# Sigismund the 1st Emperors Champion



## Eisenhorn (Jan 20, 2007)

Here is a Sigismund I am doing for a commission.
He has a magnetic head so he can swap bald for helmeted








I know the body is mk4 and the helmet is mk 7 but that is what it shows in the artbook


----------



## Engelus (Jul 26, 2007)

I'm assuming he is Post second founding, cause if he was Pre heresy (during heresy) he should have the fist iconography.

I've been wanting to do a custom Emperors Champion for a while now.


----------



## Lord Sinkoran (Dec 23, 2006)

it may be just me but he doesn't look like an emporers champion he doesn't have the feel to him


----------



## Engelus (Jul 26, 2007)

he needs the wreath on his head, and the Knight style helmet.


----------



## Eisenhorn (Jan 20, 2007)

some more WiP
























Helmet(The same one from the card game)


----------



## RedHookRusty (Nov 13, 2007)

Looks nice. How did you make(or where did you get) the statue thing in front of him.


----------



## Lord Sinkoran (Dec 23, 2006)

looks better with the bare head


----------



## Eisenhorn (Jan 20, 2007)

Its off of the city sprue.
I bought one of each to use as basing material.
I also use the skeleton warrior regiment to use as basing too


----------



## Sycoa (Dec 7, 2007)

Very nice conversion! He looks a lot better when painted, I was a a bit iffy when I only saw the unpainted version. The yellow on the knee pad seems out of place to me, but that's just me I guess. Otherwise, imo thats a great model!


----------



## uberschveinen (Dec 29, 2006)

I don't know, he doesn't seem epic enough for Sigismund. In martial terms, the guy was just behind the primarchs, and as a guy tasked to hunt and destroy the most powerful agents of 
Chaos he'd get the best gear there was. This guy just looks like a Champion.


----------

### Coordinate annotation lines
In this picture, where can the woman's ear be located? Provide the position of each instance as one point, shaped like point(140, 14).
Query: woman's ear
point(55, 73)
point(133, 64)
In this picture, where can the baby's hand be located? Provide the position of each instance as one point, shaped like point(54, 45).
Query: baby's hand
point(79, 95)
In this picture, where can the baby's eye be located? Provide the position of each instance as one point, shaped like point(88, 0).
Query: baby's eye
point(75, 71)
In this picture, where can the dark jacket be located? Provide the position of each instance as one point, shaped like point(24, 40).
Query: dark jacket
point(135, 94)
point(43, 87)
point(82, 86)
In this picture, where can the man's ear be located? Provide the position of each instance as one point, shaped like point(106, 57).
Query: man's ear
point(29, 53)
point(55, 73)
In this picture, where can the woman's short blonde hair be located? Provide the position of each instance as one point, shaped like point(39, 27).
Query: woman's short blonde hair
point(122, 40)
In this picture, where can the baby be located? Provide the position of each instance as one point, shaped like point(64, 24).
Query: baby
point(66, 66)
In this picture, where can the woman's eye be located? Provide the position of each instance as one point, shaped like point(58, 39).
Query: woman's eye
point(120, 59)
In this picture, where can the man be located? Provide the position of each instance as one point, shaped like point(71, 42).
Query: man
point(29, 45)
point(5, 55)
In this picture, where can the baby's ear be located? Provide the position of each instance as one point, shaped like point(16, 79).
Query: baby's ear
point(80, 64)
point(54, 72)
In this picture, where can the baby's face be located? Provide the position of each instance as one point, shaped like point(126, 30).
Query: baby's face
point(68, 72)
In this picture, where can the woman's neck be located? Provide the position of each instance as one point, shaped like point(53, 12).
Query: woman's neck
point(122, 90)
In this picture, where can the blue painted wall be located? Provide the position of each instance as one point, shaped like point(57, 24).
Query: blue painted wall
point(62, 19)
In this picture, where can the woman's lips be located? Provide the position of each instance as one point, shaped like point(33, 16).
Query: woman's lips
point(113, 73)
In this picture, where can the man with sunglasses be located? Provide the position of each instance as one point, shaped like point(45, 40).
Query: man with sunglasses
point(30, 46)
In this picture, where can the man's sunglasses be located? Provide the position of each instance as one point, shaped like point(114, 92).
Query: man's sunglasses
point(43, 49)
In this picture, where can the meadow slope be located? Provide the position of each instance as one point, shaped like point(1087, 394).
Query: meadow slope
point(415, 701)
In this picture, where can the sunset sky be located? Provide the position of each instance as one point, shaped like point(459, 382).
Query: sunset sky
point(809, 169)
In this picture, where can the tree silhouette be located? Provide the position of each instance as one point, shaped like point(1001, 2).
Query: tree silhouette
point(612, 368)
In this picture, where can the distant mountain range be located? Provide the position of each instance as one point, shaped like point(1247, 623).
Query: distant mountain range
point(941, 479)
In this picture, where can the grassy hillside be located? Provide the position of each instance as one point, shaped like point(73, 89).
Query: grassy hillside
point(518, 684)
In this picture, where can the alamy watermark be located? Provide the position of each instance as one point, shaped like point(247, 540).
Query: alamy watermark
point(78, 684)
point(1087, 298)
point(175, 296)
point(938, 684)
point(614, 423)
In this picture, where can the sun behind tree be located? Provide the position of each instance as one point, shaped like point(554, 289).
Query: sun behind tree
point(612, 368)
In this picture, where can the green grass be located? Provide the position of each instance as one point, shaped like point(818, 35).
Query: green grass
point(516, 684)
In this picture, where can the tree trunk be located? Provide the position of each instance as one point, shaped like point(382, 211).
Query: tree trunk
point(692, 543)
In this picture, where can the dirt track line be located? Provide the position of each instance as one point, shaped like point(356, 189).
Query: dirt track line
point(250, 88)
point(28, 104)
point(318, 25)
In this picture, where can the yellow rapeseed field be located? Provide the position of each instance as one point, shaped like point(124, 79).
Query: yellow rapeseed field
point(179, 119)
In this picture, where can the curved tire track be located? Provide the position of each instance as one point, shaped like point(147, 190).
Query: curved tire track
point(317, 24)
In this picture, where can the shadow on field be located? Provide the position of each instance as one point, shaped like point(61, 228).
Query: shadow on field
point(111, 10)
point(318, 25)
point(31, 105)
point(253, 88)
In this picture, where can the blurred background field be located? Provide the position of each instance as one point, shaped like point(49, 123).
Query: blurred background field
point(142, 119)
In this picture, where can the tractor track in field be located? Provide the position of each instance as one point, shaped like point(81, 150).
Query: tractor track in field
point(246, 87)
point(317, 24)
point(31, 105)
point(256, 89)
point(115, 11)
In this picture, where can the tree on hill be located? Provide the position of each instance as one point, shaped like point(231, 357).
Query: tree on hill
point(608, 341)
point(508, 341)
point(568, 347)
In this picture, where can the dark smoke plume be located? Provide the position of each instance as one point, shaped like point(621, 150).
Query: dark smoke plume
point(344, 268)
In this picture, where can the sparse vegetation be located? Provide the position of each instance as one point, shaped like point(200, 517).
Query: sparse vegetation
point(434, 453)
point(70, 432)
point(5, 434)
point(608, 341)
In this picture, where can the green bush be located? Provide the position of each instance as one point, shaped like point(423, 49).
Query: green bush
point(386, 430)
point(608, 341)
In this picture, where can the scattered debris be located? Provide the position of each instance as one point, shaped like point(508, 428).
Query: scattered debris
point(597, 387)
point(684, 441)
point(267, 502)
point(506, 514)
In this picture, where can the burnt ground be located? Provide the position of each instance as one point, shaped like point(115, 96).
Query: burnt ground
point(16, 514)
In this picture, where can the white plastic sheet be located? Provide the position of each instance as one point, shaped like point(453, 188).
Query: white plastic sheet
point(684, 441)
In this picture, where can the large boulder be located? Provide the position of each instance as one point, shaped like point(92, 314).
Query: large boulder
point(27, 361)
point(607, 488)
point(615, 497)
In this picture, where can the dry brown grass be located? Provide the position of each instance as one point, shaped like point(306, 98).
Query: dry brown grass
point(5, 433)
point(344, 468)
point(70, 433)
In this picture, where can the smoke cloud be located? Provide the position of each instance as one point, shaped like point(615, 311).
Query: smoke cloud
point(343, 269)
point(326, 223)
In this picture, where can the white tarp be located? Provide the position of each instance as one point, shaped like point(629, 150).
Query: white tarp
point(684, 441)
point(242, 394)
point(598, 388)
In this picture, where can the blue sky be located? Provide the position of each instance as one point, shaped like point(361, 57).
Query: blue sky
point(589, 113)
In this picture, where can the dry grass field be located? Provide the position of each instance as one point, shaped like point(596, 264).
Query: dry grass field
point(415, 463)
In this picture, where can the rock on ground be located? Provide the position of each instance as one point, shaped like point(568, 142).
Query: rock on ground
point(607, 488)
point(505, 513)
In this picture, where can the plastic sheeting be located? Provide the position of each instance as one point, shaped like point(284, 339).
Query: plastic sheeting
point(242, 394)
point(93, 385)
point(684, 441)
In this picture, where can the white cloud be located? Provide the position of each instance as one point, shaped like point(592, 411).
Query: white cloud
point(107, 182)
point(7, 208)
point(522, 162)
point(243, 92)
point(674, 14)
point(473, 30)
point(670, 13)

### Exercises to complete
**1)** From the Sigismund miniature thread, print the passage starting with "I know the body" and going on through "the fist iconography.".
**2)** In the Sigismund miniature thread, what lets the model switch between a bald head and a helmeted one?

### Solutions for each task
**1)**
I know the body is mk4 and the helmet is mk 7 but that is what it shows in the artbook


----------



## Engelus (Jul 26, 2007)

I'm assuming he is Post second founding, cause if he was Pre heresy (during heresy) he should have the fist iconography.

**2)** He has a magnetic head.